§ Request
Copy out every record below with complete accuracy.

§ Information shown
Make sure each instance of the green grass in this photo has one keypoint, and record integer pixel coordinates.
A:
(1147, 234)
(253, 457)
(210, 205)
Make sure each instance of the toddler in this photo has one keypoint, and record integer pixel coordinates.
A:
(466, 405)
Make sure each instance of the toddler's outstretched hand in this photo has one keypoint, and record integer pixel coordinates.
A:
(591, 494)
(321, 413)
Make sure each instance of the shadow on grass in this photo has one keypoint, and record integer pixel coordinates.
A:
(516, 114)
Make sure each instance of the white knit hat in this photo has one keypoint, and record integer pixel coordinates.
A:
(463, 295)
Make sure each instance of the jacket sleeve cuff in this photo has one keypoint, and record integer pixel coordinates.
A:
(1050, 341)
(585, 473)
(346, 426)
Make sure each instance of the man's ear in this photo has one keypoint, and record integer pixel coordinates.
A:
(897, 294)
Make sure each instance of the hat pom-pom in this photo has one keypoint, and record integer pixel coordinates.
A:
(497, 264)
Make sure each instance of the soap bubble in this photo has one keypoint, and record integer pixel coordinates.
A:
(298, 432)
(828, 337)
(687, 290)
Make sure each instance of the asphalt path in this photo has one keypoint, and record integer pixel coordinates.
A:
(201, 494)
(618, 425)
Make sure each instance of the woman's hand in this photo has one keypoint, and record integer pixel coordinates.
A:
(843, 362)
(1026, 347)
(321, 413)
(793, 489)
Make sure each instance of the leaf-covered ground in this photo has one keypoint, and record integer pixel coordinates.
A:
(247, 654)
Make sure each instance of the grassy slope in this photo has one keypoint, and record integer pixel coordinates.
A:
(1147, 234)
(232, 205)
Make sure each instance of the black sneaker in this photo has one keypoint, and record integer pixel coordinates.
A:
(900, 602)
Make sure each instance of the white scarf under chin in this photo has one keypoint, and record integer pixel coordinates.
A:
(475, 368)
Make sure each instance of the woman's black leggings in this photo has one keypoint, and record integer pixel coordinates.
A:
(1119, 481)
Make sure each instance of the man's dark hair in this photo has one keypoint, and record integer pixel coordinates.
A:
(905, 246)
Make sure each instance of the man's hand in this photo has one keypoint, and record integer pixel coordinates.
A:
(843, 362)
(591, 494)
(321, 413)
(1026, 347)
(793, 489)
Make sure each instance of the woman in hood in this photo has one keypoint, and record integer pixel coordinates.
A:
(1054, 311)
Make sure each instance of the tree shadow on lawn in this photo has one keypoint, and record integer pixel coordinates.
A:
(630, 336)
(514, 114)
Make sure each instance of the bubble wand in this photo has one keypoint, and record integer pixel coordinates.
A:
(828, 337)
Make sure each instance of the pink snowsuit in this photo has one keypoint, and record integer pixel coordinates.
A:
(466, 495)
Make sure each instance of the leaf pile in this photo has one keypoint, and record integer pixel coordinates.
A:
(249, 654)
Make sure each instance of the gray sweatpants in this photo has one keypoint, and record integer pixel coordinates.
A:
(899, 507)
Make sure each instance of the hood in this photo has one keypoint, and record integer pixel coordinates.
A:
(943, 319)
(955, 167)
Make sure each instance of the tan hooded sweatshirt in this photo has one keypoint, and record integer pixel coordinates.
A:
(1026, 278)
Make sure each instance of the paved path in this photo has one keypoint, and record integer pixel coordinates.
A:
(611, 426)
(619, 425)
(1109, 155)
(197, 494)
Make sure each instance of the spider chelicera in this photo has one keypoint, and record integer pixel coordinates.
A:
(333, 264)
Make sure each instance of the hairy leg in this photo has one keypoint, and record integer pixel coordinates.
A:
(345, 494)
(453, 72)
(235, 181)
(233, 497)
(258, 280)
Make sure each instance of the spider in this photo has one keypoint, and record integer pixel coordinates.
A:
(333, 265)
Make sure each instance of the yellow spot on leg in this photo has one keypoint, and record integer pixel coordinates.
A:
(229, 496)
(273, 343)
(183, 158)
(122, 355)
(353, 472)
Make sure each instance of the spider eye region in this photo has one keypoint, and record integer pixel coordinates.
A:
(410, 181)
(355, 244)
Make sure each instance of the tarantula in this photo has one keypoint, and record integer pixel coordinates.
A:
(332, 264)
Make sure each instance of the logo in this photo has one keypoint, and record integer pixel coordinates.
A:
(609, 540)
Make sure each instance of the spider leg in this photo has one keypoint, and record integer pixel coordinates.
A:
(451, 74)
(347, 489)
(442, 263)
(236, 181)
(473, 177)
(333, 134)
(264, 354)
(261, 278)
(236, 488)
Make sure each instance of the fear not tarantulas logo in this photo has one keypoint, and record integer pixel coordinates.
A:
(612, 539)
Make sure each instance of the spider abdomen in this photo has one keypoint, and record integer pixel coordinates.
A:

§ Result of this exercise
Make sure each instance of the green grass in this photo has one keypoint, and record integer pixel coordinates.
A:
(1147, 234)
(253, 457)
(210, 205)
Make sure each instance of the toddler in this photo has one keypoint, and record integer pixel coordinates.
A:
(466, 405)
Make sure each instance of the toddler's outstretched hand in this photo has one keypoint, and record integer pixel coordinates.
A:
(591, 494)
(321, 413)
Make sure each instance of the shadow on grass in this photo has one keypoint, and record integer pixel coordinates.
A:
(516, 114)
Make sure each instance of the white knit hat in this photo has one keypoint, and record integer pixel coordinates.
A:
(463, 295)
Make sure each instance of the jacket sleeve cuff in this photo has one keypoint, and record integer pixel coordinates.
A:
(1050, 341)
(585, 473)
(346, 426)
Make sure each instance of the man's ear in this photo has one keypoint, and record integer pixel coordinates.
A:
(897, 294)
Make sure each instance of the hat pom-pom in this photo has one keypoint, and record integer pixel coordinates.
A:
(497, 264)
Make sure each instance of the soap bubble in this photo has one keypoint, and record integer pixel coordinates.
A:
(298, 432)
(828, 337)
(687, 290)
Make sure each instance of the asphalt path in this photo has one keypoint, and record integer pixel coordinates.
A:
(201, 494)
(618, 425)
Make sure each instance of the woman's hand in this photo has one keypoint, and record integer pixel coordinates.
A:
(843, 362)
(1026, 347)
(321, 413)
(793, 489)
Make sure each instance of the leaf-covered ground in this photo has one keypoint, and record integer pixel coordinates.
A:
(247, 654)
Make sure each instance of the grassy slope in this photo has one keypoint, and record integer pixel coordinates.
A:
(1147, 234)
(232, 205)
Make sure each instance of the black sneaker in this photo has one keypoint, and record integer pixel coordinates.
A:
(900, 602)
Make sure each instance of the white scarf under chin in this photo has one keypoint, and record integer pixel coordinates.
A:
(475, 368)
Make sure each instance of the woman's black leggings in this photo has one keypoint, and record integer pixel coordinates.
A:
(1119, 481)
Make sure each instance of the man's dark hair in this photo has one keypoint, and record integer pixel coordinates.
A:
(905, 246)
Make sure each instance of the man's hand in this photo has one keypoint, and record integer pixel coordinates.
A:
(843, 362)
(591, 494)
(321, 413)
(1026, 347)
(793, 489)
Make sure each instance of the woman in hood in this photo has one keypoint, and record integer pixel coordinates.
A:
(1054, 311)
Make sure each instance of the tree shadow on lawn in this photo has one keypoint, and record integer pixel coordinates.
A:
(630, 336)
(514, 114)
Make sure each instance of the bubble wand in this photo has one keypoint, and record integer pixel coordinates.
A:
(828, 337)
Make sure each instance of the pink snowsuit in this photo has one keypoint, and record integer pixel coordinates.
A:
(466, 495)
Make sure each instance of the leaf pile in this photo has one keypoint, and record integer pixel coordinates.
A:
(249, 654)
Make sure each instance of the gray sweatpants in this photo has one keypoint, and record integer pixel coordinates.
A:
(899, 507)
Make sure each instance of the hood in this photo has one keypoint, and record integer pixel coordinates.
A:
(943, 319)
(955, 167)
Make sure each instance of the tan hooded sweatshirt in this photo has one keypoint, and record integer pixel coordinates.
A:
(1026, 278)
Make sure each instance of the paved path in this photo has one keypoint, and record integer pixel coordinates.
A:
(611, 426)
(619, 425)
(1109, 155)
(197, 494)
Make sure each instance of the spider chelicera in this photo has one keypoint, and record integer pixel coordinates.
A:
(333, 264)
Make sure each instance of the hairy leg in this photo has one keypoint, and record integer pixel coordinates.
A:
(345, 494)
(453, 72)
(235, 181)
(233, 497)
(258, 280)
Make sure each instance of the spider in this photo has one keypoint, and record integer pixel coordinates.
A:
(333, 265)
Make sure each instance of the yellow spot on leg in this photo has one keypoint, and record integer pixel coordinates.
A:
(229, 496)
(273, 343)
(183, 158)
(122, 355)
(353, 472)
Make sure each instance of the spider eye region in this photo has one keypoint, and record integer pixel coordinates.
A:
(410, 181)
(355, 244)
Make sure each instance of the tarantula in this photo has one keypoint, and record integer pixel coordinates.
A:
(332, 264)
Make sure each instance of the logo in this photo has one keypoint, and record integer pixel coordinates.
A:
(609, 540)
Make sure each instance of the spider leg in this photo has one keypoint, and record integer pixel coordinates.
A:
(451, 74)
(347, 489)
(442, 263)
(236, 181)
(473, 177)
(333, 134)
(264, 354)
(261, 278)
(236, 488)
Make sure each instance of the fear not tarantulas logo in this photo has one keypoint, and record integer pixel coordinates.
A:
(612, 539)
Make sure each instance of the spider abdomen in this photo has one keypoint, and record integer pixel coordinates.
A:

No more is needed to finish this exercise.